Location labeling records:
--- start ---

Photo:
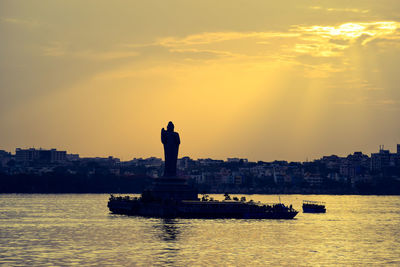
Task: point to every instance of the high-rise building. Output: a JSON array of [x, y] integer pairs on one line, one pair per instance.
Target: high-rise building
[[40, 155]]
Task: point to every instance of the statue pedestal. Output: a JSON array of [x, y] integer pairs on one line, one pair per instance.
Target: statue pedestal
[[172, 188]]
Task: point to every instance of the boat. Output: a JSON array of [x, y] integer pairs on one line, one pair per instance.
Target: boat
[[313, 206], [202, 209]]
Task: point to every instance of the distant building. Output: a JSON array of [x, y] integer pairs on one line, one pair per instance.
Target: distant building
[[380, 160], [72, 157], [40, 155], [237, 160]]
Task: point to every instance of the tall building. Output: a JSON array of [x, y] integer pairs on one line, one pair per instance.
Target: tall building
[[40, 155], [380, 160]]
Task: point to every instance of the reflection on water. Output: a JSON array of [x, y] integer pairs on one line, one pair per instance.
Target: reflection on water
[[169, 229], [54, 230], [168, 232]]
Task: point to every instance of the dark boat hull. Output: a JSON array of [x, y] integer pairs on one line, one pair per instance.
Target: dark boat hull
[[314, 210], [199, 209]]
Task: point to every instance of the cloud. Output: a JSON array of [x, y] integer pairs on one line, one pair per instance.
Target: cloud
[[351, 31], [330, 9], [57, 49], [20, 22], [216, 37]]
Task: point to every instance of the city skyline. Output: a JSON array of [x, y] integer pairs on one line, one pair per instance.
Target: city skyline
[[76, 155], [262, 80]]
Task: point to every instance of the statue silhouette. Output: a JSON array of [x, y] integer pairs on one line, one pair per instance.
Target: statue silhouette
[[171, 141]]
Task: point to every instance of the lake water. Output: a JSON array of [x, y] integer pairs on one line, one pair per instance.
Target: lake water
[[71, 229]]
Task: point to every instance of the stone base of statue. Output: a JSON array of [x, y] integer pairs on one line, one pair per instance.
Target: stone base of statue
[[172, 188]]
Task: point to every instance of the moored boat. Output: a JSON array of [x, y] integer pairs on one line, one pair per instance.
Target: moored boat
[[313, 206], [203, 209]]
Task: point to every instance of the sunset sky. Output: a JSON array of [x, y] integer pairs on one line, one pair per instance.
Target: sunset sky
[[263, 80]]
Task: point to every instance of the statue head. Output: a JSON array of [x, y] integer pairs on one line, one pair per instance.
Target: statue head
[[170, 127]]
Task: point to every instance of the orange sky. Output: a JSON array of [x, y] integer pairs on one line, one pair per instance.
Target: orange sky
[[262, 80]]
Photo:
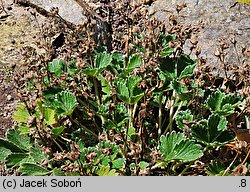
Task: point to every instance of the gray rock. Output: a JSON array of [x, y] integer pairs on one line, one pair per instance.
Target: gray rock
[[68, 9], [221, 21]]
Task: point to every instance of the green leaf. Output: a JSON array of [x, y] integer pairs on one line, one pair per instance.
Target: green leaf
[[216, 168], [143, 165], [49, 115], [57, 172], [185, 66], [56, 67], [57, 131], [21, 113], [37, 154], [23, 129], [127, 89], [222, 104], [65, 103], [166, 52], [4, 153], [175, 146], [118, 163], [212, 132], [32, 169], [9, 145], [181, 116], [22, 141], [168, 68], [91, 72], [15, 159], [105, 171]]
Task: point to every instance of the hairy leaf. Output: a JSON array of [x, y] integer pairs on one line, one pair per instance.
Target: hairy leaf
[[21, 113], [175, 146], [32, 169], [213, 131]]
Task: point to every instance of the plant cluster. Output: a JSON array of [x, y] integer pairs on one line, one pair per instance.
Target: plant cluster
[[143, 109]]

--- end ---

* [What the task requires] Rewrite the stretch of entries from the line containing "Task: point to every instance of the distant" through the line containing "[[76, 155], [262, 80]]", putting "mirror image" in place of "reflection" and keeping everything else unchanged.

* [Result]
Task: point to every instance of the distant building. Output: a JSON array of [x, y] integer pairs on one line, one pair per instance.
Target: distant building
[[380, 160], [72, 157], [40, 155], [237, 160]]
Task: point to every instance of the tall building. Output: a JSON array of [x, y] integer pairs on one line, one pair per instance.
Target: tall building
[[40, 155], [380, 160]]
Task: point to every instance of the mirror image on water. Output: a JSON array of [x, y] integer pairs on one line, one pair per instance.
Target: mirror image on water
[[169, 229], [54, 230], [168, 232]]
Task: point to every instance of the dark boat hull. Output: a JSON array of [x, y] integer pairs on one line, one pair per instance.
Target: dark boat hull
[[314, 210], [199, 209]]
Task: point to every instance of the cloud. Output: a JSON array of [x, y] integer pairs on one line, one pair per instance.
Target: cloud
[[351, 31], [330, 9], [57, 49], [20, 22], [216, 37]]
Task: point to every instance of the city skyline. Output: a JSON array of [x, y] integer pairs on one line, one pair per instance.
Target: city skyline
[[76, 155], [262, 80]]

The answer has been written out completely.